Work instruction:
Tally the lines in the records underneath that contain the string "below", and state the figure by itself.
(Input data begins)
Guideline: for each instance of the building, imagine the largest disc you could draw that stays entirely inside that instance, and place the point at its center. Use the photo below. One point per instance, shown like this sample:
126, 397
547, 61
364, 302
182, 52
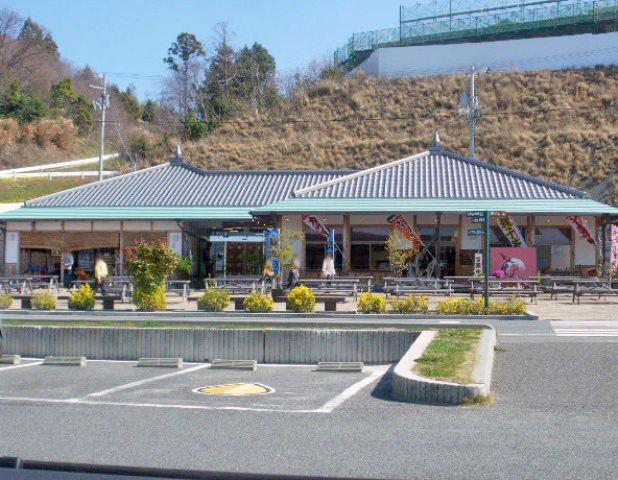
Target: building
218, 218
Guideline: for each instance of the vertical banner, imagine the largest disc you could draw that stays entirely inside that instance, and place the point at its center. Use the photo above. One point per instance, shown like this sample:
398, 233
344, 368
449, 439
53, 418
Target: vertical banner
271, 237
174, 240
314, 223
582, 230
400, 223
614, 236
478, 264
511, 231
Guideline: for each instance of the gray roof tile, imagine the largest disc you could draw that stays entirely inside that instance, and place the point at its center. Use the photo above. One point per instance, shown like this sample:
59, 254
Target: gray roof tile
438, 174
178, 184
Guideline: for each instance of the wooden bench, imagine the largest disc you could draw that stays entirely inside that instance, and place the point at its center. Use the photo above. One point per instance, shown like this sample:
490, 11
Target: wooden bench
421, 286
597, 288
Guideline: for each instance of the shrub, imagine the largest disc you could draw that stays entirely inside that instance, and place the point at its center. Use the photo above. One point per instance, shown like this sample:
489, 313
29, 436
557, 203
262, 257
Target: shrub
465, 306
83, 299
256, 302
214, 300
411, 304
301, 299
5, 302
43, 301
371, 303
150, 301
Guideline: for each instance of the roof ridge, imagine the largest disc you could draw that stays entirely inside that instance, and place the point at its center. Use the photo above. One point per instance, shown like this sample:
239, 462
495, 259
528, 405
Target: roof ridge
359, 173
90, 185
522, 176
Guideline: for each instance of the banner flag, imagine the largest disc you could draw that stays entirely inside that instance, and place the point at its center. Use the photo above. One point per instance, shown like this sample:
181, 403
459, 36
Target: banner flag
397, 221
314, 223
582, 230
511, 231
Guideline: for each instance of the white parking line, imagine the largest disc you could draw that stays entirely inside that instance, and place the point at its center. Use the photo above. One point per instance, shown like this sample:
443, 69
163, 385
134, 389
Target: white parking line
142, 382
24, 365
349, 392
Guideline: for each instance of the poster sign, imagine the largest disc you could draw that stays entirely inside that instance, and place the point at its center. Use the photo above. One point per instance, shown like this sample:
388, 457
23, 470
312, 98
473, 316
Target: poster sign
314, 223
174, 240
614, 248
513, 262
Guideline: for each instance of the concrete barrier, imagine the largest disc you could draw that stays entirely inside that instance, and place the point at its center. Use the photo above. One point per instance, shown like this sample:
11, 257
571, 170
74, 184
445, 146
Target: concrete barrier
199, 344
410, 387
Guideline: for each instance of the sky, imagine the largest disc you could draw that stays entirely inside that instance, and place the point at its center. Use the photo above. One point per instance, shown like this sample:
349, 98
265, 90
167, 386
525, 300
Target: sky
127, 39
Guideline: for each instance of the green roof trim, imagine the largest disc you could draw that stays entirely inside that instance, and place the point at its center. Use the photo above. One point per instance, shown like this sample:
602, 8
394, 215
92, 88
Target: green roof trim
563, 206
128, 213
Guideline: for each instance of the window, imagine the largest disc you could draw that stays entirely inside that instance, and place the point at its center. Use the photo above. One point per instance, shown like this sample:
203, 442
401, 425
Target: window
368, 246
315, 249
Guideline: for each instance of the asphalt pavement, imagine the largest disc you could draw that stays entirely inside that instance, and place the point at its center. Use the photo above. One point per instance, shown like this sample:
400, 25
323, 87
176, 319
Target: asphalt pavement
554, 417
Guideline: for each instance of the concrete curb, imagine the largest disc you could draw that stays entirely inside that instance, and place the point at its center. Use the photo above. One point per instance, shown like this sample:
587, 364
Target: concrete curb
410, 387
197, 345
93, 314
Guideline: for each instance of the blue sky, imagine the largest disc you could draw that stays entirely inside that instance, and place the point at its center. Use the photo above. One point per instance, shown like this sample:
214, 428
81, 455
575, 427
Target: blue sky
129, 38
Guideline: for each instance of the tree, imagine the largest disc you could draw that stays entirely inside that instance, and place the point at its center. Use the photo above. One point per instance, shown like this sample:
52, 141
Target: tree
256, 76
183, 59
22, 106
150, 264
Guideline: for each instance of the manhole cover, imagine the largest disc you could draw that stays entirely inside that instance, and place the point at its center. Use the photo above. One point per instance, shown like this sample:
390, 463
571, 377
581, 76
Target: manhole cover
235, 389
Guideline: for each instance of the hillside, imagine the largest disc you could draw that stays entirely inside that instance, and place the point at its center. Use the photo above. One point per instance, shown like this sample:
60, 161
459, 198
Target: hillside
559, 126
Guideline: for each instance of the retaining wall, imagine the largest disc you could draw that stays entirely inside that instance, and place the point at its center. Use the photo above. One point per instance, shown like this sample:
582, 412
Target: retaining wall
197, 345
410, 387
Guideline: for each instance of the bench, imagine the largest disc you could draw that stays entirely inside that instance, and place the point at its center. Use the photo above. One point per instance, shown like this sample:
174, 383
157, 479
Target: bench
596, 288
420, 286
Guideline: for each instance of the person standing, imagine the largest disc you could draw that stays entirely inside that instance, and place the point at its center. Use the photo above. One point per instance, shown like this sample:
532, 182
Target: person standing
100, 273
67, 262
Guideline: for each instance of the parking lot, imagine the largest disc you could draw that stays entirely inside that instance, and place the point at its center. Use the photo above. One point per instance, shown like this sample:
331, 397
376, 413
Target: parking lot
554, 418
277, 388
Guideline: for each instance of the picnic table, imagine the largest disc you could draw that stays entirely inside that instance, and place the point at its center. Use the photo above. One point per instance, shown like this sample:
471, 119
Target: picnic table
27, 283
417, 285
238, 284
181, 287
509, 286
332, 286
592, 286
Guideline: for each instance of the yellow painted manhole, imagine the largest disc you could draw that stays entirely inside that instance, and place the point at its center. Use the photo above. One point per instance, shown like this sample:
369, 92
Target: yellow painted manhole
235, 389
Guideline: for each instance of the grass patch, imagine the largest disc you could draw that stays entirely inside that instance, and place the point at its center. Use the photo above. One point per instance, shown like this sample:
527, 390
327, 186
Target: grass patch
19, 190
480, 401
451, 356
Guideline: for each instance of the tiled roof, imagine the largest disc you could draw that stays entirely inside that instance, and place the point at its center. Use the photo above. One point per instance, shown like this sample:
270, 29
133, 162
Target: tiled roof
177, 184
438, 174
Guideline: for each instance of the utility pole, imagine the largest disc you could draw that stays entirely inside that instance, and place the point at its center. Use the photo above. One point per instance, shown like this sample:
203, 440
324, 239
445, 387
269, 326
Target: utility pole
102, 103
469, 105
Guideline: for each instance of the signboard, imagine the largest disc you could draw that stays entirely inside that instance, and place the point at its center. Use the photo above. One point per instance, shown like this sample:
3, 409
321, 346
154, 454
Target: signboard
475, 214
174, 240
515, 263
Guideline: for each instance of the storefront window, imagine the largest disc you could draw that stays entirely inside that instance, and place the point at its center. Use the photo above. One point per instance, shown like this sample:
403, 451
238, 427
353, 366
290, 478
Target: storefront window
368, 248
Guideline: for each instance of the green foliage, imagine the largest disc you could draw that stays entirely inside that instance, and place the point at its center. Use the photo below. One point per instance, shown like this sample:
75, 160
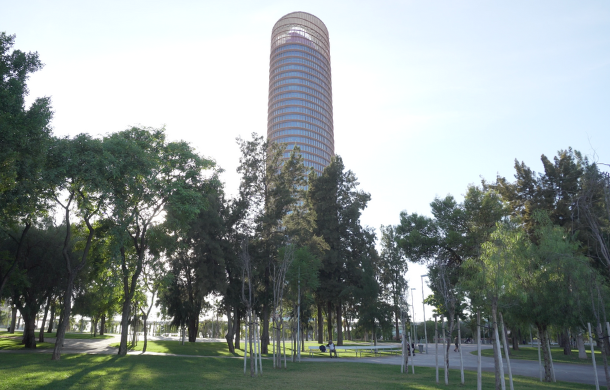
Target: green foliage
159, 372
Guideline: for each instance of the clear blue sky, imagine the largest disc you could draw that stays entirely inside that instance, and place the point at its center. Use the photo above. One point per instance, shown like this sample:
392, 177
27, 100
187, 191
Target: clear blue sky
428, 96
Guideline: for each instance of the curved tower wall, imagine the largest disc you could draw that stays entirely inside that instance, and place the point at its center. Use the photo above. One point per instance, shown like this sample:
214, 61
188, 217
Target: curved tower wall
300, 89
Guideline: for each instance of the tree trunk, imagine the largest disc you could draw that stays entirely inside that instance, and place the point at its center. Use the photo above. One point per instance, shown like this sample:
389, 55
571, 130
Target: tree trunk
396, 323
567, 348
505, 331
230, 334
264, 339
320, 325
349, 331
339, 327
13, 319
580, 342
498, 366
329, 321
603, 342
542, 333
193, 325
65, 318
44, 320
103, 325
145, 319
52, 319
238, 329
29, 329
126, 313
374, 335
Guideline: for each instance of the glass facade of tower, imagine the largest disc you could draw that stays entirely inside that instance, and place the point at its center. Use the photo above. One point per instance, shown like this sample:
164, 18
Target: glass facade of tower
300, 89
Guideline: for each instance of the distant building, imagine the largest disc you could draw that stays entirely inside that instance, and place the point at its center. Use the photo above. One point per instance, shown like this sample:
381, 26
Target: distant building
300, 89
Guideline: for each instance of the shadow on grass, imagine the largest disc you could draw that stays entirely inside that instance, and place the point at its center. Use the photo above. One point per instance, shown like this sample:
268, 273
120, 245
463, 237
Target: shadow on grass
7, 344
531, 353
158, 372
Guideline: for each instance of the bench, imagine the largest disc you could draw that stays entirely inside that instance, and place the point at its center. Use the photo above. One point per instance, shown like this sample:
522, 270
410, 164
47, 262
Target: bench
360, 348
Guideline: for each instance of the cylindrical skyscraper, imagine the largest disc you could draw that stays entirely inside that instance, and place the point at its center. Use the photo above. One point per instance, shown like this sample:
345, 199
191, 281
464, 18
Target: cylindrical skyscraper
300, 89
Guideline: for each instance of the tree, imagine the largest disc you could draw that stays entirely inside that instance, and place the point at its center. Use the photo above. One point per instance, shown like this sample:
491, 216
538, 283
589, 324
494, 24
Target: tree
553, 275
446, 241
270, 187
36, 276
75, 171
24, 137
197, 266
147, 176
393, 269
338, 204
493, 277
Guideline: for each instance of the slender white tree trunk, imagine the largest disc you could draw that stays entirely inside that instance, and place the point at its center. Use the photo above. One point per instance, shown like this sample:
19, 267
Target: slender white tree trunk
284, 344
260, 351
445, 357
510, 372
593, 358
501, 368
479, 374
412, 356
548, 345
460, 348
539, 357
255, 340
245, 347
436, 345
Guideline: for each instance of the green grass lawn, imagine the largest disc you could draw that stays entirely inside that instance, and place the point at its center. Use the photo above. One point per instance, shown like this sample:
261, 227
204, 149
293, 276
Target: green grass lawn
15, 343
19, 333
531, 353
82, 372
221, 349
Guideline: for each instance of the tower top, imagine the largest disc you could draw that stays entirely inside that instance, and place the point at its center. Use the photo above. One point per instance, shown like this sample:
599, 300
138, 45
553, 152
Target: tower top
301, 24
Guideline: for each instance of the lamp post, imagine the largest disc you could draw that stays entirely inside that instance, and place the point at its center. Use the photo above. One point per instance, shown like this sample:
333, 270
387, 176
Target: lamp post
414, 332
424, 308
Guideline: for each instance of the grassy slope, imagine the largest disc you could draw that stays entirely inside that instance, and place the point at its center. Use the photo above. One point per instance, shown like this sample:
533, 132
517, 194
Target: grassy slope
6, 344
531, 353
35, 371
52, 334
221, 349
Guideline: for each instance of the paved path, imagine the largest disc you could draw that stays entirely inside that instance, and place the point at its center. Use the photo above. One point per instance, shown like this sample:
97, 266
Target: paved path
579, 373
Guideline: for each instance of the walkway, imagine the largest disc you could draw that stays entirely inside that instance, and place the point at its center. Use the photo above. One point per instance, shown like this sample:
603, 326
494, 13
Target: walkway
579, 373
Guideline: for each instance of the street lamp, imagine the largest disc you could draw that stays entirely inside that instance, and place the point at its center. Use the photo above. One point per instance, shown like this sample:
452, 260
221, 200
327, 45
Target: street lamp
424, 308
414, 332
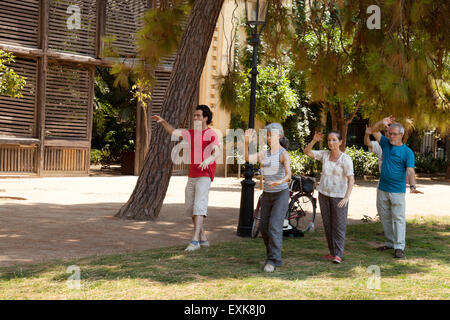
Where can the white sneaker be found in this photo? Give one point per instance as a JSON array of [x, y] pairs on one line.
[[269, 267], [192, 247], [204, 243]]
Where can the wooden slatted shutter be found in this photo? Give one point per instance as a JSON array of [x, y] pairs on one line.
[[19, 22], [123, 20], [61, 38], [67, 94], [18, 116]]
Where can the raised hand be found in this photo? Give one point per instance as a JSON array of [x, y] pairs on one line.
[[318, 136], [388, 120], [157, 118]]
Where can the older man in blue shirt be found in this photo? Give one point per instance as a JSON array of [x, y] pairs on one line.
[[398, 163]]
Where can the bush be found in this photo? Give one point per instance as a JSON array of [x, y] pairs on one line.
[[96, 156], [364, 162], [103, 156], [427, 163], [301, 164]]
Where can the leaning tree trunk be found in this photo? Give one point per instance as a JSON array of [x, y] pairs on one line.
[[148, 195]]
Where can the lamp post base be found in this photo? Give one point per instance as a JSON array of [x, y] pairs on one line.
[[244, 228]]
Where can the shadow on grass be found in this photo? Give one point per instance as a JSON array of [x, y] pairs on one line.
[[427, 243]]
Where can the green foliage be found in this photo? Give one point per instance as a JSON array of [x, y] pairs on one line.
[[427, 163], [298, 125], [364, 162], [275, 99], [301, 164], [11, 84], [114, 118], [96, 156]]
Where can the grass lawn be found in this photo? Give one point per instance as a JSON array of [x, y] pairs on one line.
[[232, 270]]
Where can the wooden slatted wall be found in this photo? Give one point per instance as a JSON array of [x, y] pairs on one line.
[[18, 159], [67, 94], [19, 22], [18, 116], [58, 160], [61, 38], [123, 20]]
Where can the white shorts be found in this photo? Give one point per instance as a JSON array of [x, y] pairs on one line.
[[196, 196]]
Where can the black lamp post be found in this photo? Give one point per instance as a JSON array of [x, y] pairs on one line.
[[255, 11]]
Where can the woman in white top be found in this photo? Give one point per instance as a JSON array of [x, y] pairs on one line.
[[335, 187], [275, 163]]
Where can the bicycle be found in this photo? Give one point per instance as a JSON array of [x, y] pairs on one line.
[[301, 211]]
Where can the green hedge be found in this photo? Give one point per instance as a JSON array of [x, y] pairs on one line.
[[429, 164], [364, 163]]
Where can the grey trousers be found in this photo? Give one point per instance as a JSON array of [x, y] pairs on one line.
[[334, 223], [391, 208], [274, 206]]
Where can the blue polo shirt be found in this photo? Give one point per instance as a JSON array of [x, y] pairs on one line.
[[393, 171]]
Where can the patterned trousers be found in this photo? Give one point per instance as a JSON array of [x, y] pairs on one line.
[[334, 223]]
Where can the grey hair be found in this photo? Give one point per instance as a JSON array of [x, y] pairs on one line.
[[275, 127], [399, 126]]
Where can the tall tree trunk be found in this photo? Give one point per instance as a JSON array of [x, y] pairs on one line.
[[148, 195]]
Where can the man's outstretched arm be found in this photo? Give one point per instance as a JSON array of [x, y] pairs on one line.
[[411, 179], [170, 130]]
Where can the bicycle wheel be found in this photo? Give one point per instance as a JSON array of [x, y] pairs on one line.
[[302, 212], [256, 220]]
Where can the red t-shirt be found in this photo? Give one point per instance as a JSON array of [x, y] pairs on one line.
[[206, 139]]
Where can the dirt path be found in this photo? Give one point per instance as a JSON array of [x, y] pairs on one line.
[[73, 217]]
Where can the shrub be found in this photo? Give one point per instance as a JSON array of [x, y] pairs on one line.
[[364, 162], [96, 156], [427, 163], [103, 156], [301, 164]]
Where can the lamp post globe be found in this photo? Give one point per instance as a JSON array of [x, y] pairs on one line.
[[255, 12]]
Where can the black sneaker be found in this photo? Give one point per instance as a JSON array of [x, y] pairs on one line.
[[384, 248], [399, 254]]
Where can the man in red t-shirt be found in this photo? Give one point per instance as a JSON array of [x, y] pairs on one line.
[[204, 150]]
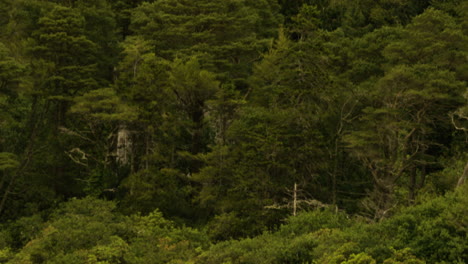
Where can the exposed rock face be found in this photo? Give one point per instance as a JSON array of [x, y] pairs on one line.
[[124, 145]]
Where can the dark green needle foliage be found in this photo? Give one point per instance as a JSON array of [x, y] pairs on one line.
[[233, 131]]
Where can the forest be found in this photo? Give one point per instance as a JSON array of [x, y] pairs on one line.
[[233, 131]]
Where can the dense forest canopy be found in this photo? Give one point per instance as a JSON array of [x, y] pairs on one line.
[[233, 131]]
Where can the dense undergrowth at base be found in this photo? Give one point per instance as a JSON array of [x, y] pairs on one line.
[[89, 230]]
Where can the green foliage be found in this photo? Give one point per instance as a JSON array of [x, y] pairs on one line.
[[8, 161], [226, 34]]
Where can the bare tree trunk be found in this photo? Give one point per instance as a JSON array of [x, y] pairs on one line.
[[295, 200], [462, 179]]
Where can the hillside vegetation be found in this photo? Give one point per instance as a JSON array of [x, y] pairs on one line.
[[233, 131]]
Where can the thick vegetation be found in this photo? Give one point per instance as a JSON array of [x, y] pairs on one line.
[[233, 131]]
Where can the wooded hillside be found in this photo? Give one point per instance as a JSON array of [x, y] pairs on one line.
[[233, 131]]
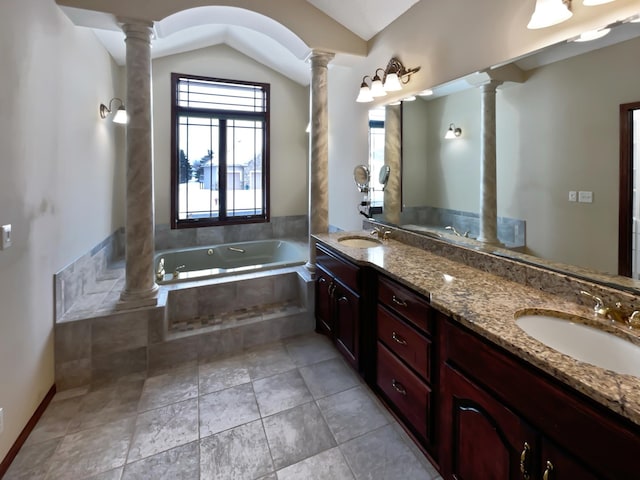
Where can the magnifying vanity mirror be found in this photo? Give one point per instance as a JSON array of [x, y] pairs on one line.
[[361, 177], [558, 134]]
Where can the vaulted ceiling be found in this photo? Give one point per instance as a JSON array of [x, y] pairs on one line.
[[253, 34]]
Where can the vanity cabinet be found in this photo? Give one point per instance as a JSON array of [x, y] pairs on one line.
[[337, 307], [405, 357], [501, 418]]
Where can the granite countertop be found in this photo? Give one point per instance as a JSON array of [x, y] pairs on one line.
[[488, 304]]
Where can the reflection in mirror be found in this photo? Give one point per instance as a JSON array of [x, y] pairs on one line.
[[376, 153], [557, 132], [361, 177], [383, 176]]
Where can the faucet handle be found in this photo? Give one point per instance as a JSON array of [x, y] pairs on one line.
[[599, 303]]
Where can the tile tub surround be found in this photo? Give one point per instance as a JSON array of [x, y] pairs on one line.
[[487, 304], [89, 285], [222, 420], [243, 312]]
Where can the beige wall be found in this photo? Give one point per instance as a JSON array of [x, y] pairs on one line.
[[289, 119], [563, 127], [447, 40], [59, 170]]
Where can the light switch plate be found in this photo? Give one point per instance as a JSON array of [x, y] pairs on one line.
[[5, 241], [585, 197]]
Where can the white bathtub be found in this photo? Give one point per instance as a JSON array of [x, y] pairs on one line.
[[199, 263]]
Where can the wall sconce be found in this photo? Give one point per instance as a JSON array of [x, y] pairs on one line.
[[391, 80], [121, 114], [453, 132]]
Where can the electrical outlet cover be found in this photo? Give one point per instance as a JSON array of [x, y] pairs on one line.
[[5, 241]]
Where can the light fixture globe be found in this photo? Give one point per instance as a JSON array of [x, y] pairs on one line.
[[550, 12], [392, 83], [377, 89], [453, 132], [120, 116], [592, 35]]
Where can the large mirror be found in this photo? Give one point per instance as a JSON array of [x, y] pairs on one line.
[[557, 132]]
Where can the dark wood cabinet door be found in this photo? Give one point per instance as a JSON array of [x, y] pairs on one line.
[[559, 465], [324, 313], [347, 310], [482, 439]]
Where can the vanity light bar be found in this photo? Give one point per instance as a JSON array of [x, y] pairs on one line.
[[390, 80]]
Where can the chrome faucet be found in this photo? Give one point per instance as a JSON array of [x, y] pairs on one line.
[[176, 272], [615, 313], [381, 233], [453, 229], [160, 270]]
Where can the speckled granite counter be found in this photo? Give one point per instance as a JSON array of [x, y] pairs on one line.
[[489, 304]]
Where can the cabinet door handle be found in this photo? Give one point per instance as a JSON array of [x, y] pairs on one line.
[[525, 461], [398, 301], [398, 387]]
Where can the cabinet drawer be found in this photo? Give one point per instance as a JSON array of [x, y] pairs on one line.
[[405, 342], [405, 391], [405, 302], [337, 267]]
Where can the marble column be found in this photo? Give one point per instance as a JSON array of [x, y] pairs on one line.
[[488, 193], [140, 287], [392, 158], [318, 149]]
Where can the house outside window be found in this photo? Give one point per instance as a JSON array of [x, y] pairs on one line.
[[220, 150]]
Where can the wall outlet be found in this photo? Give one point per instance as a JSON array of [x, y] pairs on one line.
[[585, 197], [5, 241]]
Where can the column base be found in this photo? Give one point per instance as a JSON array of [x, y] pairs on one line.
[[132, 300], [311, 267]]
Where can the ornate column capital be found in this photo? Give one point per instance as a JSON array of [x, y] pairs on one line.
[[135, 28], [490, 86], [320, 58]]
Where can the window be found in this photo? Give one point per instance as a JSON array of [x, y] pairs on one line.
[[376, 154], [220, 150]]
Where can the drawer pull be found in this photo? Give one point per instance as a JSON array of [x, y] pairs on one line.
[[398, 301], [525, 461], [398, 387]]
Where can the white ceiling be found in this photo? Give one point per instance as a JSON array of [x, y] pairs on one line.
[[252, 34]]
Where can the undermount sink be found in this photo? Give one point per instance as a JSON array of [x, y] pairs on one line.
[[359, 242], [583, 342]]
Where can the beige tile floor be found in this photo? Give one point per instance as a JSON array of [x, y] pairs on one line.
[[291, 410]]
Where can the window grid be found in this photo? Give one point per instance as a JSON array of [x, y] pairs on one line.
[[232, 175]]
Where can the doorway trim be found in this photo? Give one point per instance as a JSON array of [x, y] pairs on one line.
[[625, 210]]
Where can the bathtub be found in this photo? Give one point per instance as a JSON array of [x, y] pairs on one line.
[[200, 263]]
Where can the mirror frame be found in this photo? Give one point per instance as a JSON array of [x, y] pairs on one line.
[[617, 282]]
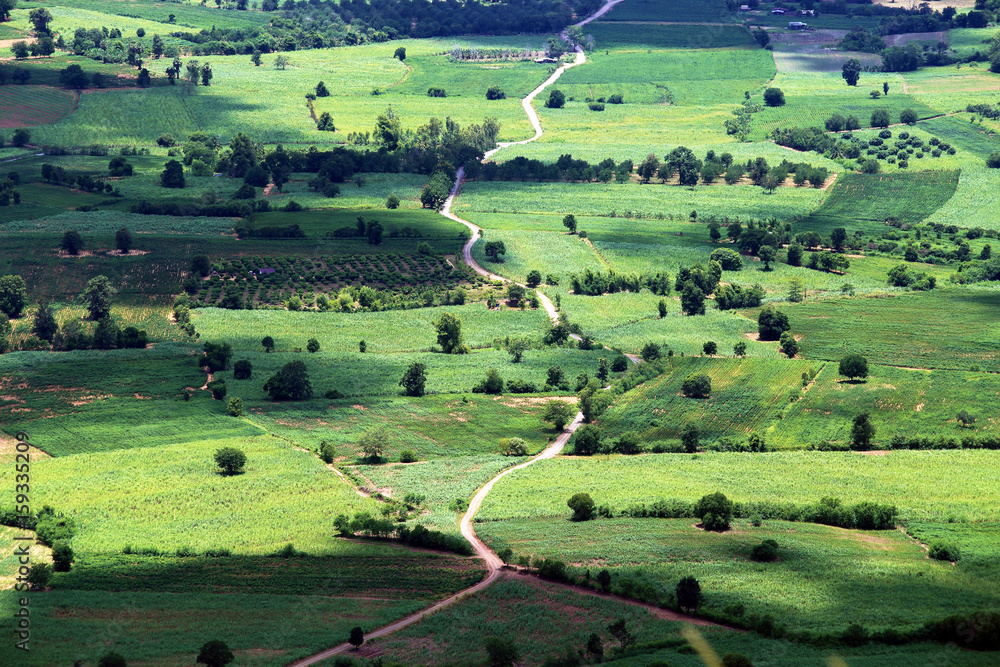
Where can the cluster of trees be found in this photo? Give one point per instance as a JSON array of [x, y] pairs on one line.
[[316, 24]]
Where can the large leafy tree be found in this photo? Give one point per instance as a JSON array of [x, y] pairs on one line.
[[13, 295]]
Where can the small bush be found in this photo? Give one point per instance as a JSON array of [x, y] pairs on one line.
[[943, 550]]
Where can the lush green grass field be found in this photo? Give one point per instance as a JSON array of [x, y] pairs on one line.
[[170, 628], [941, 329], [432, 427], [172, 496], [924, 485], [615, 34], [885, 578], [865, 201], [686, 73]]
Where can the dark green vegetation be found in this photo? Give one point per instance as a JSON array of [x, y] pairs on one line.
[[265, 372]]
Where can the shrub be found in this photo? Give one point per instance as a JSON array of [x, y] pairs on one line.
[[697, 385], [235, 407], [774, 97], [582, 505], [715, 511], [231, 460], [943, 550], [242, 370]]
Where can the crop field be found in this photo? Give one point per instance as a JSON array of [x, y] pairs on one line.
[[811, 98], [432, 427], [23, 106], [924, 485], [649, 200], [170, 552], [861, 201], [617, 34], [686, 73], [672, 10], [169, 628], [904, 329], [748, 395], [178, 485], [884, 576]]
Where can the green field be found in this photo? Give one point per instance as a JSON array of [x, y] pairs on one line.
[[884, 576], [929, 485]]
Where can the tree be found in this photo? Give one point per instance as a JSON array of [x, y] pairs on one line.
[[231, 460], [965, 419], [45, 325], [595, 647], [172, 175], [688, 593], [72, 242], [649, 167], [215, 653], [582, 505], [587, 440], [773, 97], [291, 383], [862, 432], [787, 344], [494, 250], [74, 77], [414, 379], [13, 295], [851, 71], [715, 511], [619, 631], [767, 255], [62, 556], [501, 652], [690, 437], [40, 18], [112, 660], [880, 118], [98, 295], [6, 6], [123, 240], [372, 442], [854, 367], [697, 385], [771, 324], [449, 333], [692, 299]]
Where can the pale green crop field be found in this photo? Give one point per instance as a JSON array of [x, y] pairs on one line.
(Input data ends)
Task solution:
2